EXERCISE DIRECTIONS: The records follow. Filter them to the lines that hold "glove".

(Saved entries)
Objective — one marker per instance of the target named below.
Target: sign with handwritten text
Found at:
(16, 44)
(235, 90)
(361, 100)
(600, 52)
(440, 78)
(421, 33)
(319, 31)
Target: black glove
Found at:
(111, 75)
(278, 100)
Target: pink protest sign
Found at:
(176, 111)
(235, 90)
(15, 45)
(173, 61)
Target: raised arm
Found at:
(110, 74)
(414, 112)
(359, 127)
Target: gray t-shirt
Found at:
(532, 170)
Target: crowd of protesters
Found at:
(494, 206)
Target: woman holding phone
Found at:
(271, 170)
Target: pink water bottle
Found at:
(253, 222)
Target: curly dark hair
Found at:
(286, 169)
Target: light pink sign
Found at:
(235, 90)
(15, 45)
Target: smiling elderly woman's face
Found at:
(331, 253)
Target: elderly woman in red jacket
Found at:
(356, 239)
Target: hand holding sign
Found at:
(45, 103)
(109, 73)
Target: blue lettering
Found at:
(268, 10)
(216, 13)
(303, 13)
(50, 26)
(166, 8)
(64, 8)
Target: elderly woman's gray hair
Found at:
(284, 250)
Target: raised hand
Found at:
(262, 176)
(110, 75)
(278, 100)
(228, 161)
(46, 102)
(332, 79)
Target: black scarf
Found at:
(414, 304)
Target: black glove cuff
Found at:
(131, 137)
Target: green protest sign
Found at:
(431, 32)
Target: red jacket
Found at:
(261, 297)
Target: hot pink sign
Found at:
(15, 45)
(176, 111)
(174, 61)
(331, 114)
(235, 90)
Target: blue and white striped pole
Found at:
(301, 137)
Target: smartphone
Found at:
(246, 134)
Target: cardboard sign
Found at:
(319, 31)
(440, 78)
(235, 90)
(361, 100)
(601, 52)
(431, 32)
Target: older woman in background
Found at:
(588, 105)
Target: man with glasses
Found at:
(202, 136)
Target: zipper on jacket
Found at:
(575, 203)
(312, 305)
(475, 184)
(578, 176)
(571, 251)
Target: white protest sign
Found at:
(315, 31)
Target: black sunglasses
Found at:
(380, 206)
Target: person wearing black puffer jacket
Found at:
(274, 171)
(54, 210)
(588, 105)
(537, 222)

TASK OUTPUT:
Target: black glove
Target: black glove cuff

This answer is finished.